• MISE EN PRATIQUE:
• A. D'après l'extrait de critiques de films, quels acteurs tiennent les seconds rôles du film Le Processus de paix ?
• B. Poursuivez l'extrait de critiques de films à partir de sa dernière ligne.

##### EXTRAIT #####

Règle 34, de Julia Murat. Sortie le 7 juin.
Le Processus de paix
Ils s’aiment, mais ne se supportent plus, mais ne veulent pas se séparer… parce qu’ils s’aiment malgré tout. Marie et Simon, la quarantaine « bobo », vont donc établir une liste de règles afin de basculer de la guerre à la paix. Tout du moins essayer. Tel est l’argument de départ de cette comédie aigre-douce, un peu barge, qui dissèque de façon contemporaine les affres de la vie à deux (plus enfants). Jalonnée de disputes, d’engueulades et autres prises de bec explosives, elle pourrait lasser (le débit mitraillette de Camille Chamoux, très impliquée dans l’écriture du scénario, est parfois éprouvant)… Sauf qu’elle plaide avec vigueur (et humour) pour le droit des femmes à parler fort et à se mettre en colère, premier bon point. Et qu’elle donne à Jeanne Balibar et Laurent Poitrenaux l’occasion de nous régaler dans des seconds rôles savoureux.
Le Processus de paix, d’Ilan Klipper. Sortie le 7 juin.

##### DONNÉES DU CORPUS #####

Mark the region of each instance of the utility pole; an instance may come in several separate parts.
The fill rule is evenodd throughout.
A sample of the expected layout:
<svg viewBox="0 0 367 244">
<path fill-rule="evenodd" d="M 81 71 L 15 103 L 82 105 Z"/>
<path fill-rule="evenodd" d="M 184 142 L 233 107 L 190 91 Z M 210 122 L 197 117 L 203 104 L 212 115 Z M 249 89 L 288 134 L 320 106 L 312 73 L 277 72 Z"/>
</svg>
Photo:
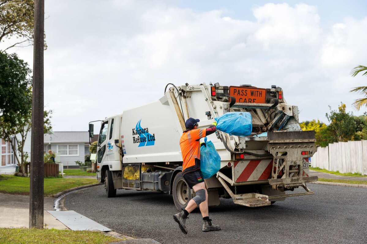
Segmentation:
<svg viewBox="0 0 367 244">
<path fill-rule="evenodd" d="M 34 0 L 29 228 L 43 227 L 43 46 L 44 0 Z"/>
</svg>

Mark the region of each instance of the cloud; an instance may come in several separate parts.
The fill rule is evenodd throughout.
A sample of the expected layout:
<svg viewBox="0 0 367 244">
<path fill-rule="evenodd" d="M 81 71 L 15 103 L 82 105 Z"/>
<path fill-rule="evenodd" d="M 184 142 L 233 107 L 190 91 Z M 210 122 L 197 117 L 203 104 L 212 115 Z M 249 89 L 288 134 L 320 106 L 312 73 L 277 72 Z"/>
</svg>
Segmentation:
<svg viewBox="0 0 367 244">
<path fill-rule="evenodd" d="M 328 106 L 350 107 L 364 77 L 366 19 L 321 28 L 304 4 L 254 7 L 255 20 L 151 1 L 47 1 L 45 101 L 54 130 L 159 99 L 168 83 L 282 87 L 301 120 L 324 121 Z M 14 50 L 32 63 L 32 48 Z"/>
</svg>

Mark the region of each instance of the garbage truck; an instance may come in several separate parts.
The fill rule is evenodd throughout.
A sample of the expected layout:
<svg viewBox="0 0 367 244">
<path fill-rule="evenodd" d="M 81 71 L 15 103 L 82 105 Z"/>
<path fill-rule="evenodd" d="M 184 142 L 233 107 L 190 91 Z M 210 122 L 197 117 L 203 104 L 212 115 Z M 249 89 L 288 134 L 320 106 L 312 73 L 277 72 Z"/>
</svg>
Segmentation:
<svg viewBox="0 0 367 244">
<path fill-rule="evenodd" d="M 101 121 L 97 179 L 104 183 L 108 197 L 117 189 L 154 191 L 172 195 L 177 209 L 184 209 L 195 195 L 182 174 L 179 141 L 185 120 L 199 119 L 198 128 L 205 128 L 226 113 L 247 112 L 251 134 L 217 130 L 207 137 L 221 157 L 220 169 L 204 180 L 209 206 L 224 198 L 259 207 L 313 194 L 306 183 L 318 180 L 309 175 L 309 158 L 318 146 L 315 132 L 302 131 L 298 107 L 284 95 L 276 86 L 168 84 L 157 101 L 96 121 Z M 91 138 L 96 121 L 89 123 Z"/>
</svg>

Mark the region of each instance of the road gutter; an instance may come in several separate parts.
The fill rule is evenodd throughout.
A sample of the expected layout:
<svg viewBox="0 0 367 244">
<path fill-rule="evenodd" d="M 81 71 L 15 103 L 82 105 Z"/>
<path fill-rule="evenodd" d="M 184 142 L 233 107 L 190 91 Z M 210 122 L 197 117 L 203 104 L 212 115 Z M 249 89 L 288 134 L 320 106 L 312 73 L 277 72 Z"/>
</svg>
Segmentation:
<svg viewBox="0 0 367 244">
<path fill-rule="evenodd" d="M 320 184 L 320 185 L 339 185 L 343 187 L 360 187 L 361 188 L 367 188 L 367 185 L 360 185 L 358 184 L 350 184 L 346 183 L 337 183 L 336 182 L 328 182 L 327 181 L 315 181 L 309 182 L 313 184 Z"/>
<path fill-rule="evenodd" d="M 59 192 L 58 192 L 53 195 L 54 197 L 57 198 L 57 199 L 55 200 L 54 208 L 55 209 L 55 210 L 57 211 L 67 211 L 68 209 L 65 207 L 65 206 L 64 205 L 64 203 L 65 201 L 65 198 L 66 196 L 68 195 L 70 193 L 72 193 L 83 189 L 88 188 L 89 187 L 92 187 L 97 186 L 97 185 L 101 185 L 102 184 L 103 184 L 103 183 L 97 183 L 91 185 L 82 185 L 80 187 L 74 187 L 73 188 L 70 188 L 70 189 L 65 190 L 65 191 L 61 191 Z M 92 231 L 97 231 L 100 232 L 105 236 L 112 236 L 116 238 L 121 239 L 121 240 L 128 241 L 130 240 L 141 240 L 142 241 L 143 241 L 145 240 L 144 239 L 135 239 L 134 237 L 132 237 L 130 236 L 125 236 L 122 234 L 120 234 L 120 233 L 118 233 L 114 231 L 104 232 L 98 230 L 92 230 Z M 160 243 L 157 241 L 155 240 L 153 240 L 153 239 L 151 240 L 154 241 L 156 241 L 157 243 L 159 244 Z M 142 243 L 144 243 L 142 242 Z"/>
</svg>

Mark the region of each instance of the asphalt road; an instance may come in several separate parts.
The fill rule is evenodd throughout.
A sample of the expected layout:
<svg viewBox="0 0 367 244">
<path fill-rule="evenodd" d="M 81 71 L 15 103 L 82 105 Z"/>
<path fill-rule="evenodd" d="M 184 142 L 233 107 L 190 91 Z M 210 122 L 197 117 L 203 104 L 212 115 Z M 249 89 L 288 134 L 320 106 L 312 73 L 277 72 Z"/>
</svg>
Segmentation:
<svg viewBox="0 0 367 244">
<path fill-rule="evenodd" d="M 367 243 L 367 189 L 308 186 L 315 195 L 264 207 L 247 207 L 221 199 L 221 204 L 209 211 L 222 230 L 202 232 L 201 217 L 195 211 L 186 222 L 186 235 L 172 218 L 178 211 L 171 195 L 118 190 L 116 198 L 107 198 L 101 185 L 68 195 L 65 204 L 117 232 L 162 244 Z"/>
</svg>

#####
##### DONNÉES DU CORPUS #####

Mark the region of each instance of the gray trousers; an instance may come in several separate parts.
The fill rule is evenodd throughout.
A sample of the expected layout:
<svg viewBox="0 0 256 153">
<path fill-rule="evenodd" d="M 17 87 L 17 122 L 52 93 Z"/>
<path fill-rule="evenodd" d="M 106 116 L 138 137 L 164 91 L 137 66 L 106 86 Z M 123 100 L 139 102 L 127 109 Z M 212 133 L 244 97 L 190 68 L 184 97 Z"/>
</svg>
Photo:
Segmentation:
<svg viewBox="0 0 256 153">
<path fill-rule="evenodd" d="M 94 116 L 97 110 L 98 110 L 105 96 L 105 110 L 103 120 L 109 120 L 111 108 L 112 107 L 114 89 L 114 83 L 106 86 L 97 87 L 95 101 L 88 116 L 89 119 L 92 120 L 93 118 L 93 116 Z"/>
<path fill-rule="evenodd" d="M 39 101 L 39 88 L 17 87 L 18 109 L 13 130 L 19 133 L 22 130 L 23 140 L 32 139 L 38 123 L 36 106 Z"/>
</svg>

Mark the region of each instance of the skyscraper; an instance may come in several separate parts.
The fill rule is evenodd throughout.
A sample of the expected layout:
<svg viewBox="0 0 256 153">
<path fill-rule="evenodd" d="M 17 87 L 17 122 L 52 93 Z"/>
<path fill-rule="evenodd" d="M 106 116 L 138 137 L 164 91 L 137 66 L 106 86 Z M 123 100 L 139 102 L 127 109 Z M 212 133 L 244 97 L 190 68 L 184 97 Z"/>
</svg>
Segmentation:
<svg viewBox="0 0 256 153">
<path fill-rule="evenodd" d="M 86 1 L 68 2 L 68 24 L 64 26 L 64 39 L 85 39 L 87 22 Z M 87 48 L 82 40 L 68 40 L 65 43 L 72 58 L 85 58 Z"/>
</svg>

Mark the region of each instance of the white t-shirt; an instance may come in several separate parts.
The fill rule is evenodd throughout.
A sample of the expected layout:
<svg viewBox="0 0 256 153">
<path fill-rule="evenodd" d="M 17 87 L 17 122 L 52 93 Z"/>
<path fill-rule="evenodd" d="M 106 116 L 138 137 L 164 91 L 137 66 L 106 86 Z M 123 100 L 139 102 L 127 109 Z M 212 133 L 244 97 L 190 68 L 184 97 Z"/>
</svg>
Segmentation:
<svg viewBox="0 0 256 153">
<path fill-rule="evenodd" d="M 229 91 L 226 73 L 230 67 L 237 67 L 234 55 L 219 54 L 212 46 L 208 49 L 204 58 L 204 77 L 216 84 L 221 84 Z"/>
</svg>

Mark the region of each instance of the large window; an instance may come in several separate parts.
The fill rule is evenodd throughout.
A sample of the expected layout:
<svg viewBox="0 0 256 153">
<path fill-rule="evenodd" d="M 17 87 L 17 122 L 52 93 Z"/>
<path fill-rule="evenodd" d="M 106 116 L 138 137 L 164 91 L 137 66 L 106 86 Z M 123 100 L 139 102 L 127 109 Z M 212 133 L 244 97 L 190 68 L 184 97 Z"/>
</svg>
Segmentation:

#####
##### DONNÉES DU CORPUS #####

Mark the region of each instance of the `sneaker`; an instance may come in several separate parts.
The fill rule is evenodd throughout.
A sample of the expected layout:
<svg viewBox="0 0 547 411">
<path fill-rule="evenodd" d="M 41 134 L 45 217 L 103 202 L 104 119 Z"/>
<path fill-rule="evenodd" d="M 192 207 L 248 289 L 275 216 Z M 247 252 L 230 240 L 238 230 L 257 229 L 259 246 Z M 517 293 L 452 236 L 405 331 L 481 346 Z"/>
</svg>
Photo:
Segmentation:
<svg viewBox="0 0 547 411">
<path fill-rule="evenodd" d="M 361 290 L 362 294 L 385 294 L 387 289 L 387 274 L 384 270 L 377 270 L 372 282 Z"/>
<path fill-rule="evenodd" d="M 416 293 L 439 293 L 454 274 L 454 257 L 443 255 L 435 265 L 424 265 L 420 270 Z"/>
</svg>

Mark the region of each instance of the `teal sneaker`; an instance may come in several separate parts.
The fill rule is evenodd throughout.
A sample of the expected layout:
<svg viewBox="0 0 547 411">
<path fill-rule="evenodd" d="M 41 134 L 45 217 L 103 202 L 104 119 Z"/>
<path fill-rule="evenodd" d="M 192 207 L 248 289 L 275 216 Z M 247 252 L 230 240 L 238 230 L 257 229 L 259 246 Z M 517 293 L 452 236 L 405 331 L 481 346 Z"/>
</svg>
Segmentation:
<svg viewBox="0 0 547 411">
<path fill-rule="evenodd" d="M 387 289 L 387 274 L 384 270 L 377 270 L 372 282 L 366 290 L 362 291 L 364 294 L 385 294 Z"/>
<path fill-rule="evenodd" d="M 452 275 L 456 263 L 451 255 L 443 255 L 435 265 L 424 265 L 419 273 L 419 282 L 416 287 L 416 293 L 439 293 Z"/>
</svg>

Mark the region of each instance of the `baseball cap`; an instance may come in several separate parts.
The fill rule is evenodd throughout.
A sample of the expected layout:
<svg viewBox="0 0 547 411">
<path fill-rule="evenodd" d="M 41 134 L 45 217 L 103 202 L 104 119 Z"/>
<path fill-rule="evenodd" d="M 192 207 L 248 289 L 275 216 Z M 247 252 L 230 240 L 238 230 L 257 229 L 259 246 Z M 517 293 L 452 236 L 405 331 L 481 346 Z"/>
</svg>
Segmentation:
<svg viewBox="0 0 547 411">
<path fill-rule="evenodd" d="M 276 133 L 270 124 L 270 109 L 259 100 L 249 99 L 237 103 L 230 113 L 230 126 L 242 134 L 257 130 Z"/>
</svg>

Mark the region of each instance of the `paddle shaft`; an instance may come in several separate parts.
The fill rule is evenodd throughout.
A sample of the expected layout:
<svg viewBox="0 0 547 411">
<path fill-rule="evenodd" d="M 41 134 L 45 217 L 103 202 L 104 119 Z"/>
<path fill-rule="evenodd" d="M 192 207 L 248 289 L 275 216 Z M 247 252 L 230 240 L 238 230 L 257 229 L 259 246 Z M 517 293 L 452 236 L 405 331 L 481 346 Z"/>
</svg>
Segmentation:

#####

• EXERCICES CORRIGÉS:
• A. Jeanne Balibar et Laurent Poitrenaux.

• B.
Camila sortira ce soir
C’est d’abord l’histoire d’une adolescente dont l’horizon, brusquement, se restreint. On découvre Camila, jeune fille rebelle, juste avant qu’elle ne rejoigne Buenos Aires et sa grand-mère malade avec sa sœur et sa mère. Dès l’instant où elle intègre le lycée privé, bourgeois et réactionnaire de son nouveau quartier, la lumière change, l’atmosphère aussi. De plus en plus oppressante et inconfortable. Pas une seconde, pourtant, notre intérêt ne décline. Parce que Camila sortira ce soir raconte aussi l’histoire d’une révolte en marche. Finement dosée, cette chronique d’une émancipation féministe (sur fond de lutte des classes, très marquée en Argentine) se révèle hyper cohérente. Grâce, notamment, à l’utilisation judicieuse, très fluide, des espaces clos (le lycée et l’appartement de la grand-mère)… jusqu’à la scène finale, libératoire !
Camila sortira ce soir, d’Ines Maria Barrionuevo. Sortie le 7 juin.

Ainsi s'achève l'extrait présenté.